**Konum etiketleme veri kümesinden alıntılar**
=======
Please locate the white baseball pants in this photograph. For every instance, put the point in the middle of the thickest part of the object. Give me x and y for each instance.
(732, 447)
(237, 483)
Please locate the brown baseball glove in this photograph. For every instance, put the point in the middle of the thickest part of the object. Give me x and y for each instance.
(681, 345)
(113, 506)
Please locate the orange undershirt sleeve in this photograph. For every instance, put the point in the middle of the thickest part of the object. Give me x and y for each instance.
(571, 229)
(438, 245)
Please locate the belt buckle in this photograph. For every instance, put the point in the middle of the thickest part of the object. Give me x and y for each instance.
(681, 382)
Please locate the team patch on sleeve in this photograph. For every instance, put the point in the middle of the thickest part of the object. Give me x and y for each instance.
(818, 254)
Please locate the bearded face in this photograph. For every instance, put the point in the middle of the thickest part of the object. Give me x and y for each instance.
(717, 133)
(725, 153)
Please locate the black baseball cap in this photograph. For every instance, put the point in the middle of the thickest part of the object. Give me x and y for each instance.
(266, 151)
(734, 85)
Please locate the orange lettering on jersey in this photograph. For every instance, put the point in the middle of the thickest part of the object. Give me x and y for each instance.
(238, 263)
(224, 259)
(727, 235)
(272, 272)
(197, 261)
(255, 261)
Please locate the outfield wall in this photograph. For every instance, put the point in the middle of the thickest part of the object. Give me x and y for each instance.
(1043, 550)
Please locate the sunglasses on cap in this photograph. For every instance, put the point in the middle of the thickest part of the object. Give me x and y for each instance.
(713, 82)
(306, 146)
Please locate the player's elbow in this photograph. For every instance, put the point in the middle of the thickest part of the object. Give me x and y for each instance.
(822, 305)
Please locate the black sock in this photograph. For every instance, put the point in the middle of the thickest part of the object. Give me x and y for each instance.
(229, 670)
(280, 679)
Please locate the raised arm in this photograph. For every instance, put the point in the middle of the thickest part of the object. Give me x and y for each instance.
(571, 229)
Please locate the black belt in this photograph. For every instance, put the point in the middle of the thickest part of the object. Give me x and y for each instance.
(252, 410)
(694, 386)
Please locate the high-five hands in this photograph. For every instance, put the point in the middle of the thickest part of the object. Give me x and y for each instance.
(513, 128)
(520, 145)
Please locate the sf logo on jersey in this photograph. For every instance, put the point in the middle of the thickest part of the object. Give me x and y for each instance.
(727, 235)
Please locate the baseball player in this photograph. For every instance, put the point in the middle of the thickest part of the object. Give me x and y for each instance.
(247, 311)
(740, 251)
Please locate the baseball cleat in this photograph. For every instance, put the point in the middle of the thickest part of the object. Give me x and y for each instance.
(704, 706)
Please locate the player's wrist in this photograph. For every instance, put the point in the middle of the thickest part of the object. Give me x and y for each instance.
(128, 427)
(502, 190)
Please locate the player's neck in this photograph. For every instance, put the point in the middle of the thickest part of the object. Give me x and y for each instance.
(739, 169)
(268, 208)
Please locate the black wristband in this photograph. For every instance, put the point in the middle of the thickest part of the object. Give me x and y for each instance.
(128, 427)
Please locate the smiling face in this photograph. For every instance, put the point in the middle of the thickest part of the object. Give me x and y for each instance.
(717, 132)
=======
**Yönerge**
Materyaldeki satırları yeniden yazın; "thickest part" ifadesini geçtiği her yerde "widest part" olarak yeniden adlandırın, başka hiçbir şeyi değiştirmeyin.

**Sonuç**
Please locate the white baseball pants in this photograph. For every instance, put the point in the middle of the widest part of the object. Give me x and y for each instance.
(732, 447)
(237, 483)
Please locate the brown baseball glove in this photograph. For every instance, put the point in the middle of the widest part of the object. Give me x and y for each instance.
(681, 345)
(113, 506)
Please locate the orange undershirt sleeve in this photograph. For every instance, put the point in the middle of the widest part of the object. Give me x and y for each instance.
(571, 229)
(438, 245)
Please locate the belt buckle in this photograph. For every instance, put the point in the middle of the widest part of the object. Give me x and y for each instance.
(681, 382)
Please locate the team patch on sleeve in this photograph. For every instance, put the point in the middle of the widest part of the object. Give me x and y for each instance.
(818, 254)
Please locate the bearded face in this photograph. For every instance, put the point in the middle of the widest part of the object. Give me x and y for each instance.
(717, 133)
(725, 153)
Please locate the black baseball cap in this photograph. For every instance, put the point in the middle of the widest part of the object. Give me x and y for each instance.
(266, 151)
(734, 85)
Please locate the orange lettering on jersey in this photograph. For every instance, put the point in the middle of the widest part of the object. Give me x and y for each instance.
(238, 263)
(224, 259)
(727, 235)
(272, 272)
(197, 261)
(255, 261)
Please locate the outfield wall in this photograph. For every instance, put the point in the middle of the widest part of the object. Give me x and y for each instance.
(1043, 550)
Please locate the sunglasses on cap in this photograph. For every instance, put the point in the middle of the widest part of the object. Give me x and y for each instance.
(713, 82)
(306, 146)
Please locate the player's elbow in this photograph. For every instance, put the point in the middle of the widest part of the object. Give me x and y for each instance.
(822, 305)
Please locate the black sock in this photograph. For every instance, put the point in the middle of the widest part of the object. Give me x and y for each instance.
(229, 670)
(280, 679)
Please locate the raised arm in this photograph. For every instance, put the point in the middle of the widest part of the object. Give me x and y for each instance.
(571, 229)
Please locate the black belt in this photograph. For every instance, put the point in the middle of the widest part of the object. Give me x and y for each instance.
(252, 410)
(694, 386)
Please locate the high-five hands in this photograph. For every instance, put the point in the middle of the widest part of the object. Give me x and y for each instance.
(513, 128)
(520, 145)
Please locate the sf logo on jersey in this photograph. For every instance, put the point in the middle of the widest part of the object. Give me x and y for each instance.
(727, 235)
Please locate the baseball player in this photograph. For every instance, put the point in the middle of the widest part of the object. Give me x and y for each instance.
(247, 311)
(740, 251)
Please locate the baseball cleat in this photograph. For every instance, put the point in the middle of the widest part of the object. Give me x and y for each instance.
(704, 706)
Please locate the player's wrist in this photograph. For every instance, put the point in the middle of the widest part of the object. Give me x and y for each instance.
(128, 427)
(502, 190)
Please locate the player's neck in this photograph. For every instance, put the point in the middle of the widest part of the object. Give me x and y for each instance.
(739, 169)
(268, 208)
Please locate the black wristband in this photograph. For every instance, put the point in the middle of the widest part of the object. Give me x and y for each instance.
(128, 427)
Please locate the smiling face in this photograph. For every instance, put the point in the middle of the widest part of the object. Give me x and y for each instance.
(717, 132)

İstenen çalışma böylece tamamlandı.